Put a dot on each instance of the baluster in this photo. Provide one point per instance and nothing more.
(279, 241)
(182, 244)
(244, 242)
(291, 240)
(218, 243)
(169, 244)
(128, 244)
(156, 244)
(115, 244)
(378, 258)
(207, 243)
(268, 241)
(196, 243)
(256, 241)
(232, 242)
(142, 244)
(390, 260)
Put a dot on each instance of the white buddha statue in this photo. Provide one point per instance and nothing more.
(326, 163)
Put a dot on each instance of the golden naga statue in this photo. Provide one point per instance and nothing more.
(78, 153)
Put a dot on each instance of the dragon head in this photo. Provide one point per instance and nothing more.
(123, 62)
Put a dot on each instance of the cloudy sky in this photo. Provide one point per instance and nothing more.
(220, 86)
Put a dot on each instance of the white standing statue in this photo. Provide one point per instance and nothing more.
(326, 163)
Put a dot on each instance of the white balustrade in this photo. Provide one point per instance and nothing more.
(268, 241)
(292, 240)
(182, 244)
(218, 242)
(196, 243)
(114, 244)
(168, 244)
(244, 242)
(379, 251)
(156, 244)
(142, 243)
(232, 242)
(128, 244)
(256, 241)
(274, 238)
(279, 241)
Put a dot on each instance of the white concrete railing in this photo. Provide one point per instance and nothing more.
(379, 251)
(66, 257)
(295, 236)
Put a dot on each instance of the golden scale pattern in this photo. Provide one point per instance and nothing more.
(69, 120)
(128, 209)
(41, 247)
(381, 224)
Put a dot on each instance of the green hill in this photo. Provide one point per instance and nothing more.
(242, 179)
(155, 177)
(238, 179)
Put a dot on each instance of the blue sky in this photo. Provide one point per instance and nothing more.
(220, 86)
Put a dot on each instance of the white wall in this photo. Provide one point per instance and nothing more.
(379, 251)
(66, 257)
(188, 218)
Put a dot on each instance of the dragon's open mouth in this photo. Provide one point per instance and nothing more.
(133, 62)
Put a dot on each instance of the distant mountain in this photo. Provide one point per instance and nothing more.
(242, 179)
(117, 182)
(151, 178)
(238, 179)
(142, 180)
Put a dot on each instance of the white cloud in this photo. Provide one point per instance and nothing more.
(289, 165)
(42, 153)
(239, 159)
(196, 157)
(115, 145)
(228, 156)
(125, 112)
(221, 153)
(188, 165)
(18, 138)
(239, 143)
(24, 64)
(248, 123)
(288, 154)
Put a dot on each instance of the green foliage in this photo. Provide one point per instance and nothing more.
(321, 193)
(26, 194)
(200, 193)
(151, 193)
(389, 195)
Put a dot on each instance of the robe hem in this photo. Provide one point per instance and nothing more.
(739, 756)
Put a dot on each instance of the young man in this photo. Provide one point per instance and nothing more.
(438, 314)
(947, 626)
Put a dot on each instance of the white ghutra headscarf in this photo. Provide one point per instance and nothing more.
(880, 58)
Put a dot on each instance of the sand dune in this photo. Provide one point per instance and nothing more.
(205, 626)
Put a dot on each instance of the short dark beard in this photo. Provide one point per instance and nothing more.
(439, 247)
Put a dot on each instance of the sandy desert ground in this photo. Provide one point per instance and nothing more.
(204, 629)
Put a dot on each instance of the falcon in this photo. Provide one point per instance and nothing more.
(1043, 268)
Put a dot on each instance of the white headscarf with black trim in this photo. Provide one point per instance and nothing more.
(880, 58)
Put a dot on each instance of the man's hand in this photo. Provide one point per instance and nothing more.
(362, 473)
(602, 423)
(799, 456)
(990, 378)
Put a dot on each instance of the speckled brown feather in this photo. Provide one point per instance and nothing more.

·····

Work to be completed
Rewrite the material from the line holding "Put a dot on each instance of the sandy" through the end of the material, both ends included, raising every coordinate by 144 and keeping all other lines unchanged.

Exercise answer
Put a dot on each instance of the sandy desert ground in this photo. Provide one point per instance and nothing more.
(348, 773)
Put a dot on each instance of the falcon in this photo. Provide one point per instance and nothing more.
(1187, 412)
Put a dot on each instance of the white headscarf with black trim in this photo. Provide one point per instance and nothing more.
(1024, 202)
Put a dot on each instance of the man's hand in this photo. Provide one point per instance and nothing more.
(506, 617)
(746, 567)
(943, 600)
(1134, 522)
Put a dot on each instance of the speckled brown feather in this photo. Provide one point per instance and nothing more.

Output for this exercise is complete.